If you’re ever in Pine Creek you should drop in for a chat… but make sure you read the sign to check when she’s is available. Be warned though, Juliet likes her privacy so choose your time carefully and don’t get annoyed if she’s not available, she’s not running a business just offering an opportunity for a unique opportunity to meet a special person who may tell you what you want or don’t want to hear, depending…

Oh yeah and don’t forget to bring a few books to donate and some gold coins for the tales. 
Something had happened to me over the past two days, I had begun to feel completely at home at Pine Creek. I had a good book, food and enough money for camping in town for a week if I chose to but the time had come to turn around and head back home where my family were patiently waiting.

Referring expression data
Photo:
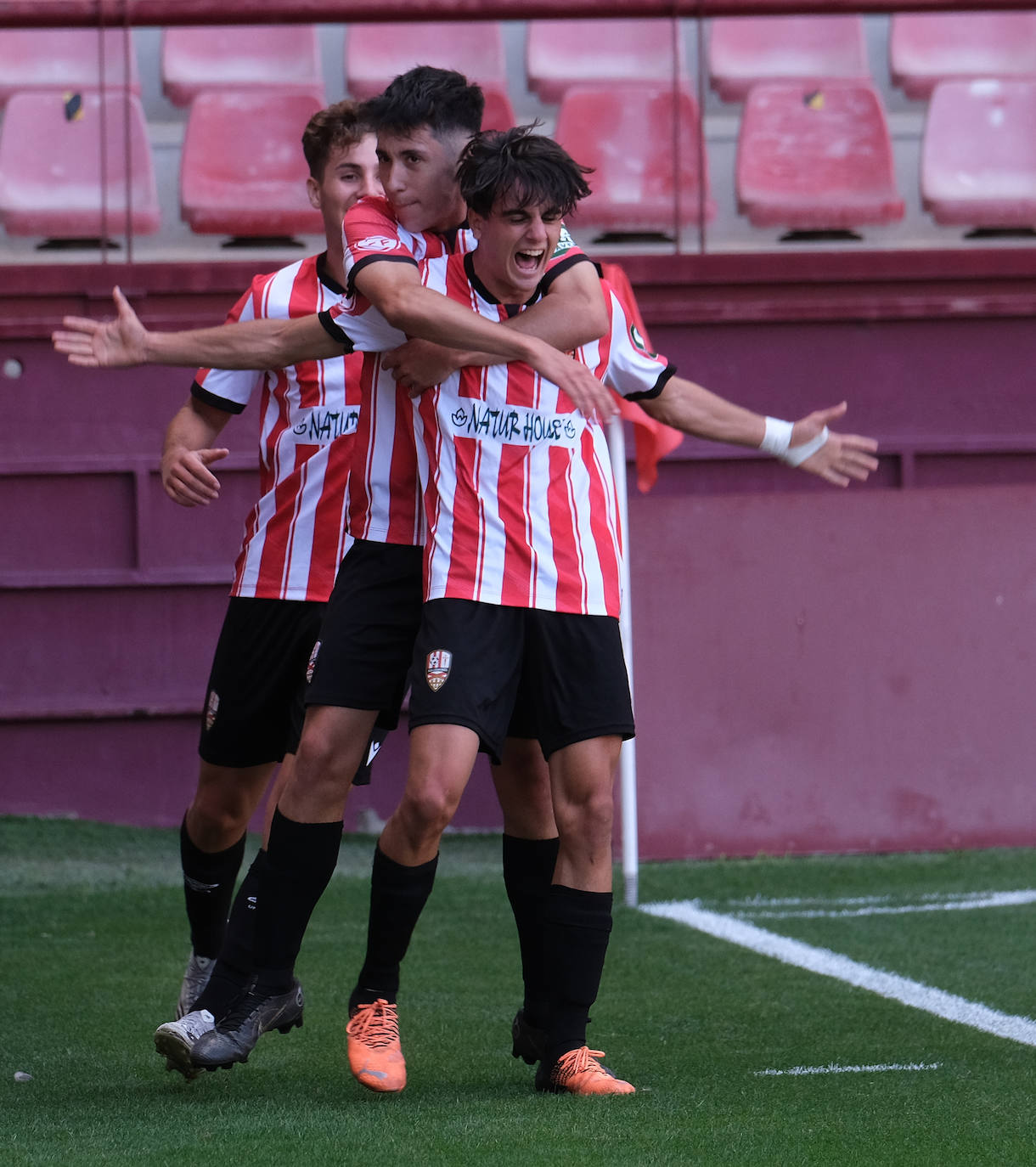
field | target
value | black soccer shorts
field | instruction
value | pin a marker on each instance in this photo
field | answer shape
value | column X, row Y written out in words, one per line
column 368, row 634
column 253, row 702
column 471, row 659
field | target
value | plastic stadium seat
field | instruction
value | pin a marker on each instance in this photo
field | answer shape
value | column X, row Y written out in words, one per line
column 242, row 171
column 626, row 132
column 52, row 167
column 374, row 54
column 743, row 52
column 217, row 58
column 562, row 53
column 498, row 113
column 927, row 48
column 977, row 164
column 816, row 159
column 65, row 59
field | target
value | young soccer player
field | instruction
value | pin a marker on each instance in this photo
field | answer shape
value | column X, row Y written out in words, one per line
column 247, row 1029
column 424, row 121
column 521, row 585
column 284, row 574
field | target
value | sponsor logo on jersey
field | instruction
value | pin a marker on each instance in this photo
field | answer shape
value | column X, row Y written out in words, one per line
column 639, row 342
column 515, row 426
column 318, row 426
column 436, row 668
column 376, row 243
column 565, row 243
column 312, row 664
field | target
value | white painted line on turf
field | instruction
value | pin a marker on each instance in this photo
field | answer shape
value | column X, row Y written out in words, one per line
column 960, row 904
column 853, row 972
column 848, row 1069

Problems to work on
(a) How would you put this sentence from the Pine Creek passage into Spanish: "Something had happened to me over the past two days, I had begun to feel completely at home at Pine Creek."?
(b) Can you go on with the Pine Creek passage, picking up right after its final sentence?

Answers to the exercise
(a) Algo me había pasado en los últimos dos días: había empezado a sentirme completamente como en casa en Pine Creek.

(b)
I had finally grown very comfortable with Pushmi-Pullyu, and dreaded having to dump her. Of course the whole rig was way to cumbersome for the Stuart Highway but in Pine Creek she was perfect for getting about town and along the dirt tracks. I didn’t want to just leave her lying around. I gave myself a day to find a solution and then went back to checking out ‘Up The Creek’. Too lazy to read I flicked through the pages and something caught my eye. It was an add toward the back with an image of a bicycle on it. Wow up…. I went back to the page and that’s where I found Shayne’s add.


Shayne works for the VictoriaDaly Night Patrol in Pine Creek. He’s running a bit of a bike fixing program with the local kids and placed an add in Up The Creek looking for donated bikes for the project. Brilliant! This was exactly what I was looking for. I gave Shayne a call and we met up at his place, a few minutes later (literally across the road from where Pine Creek isn’t a big town)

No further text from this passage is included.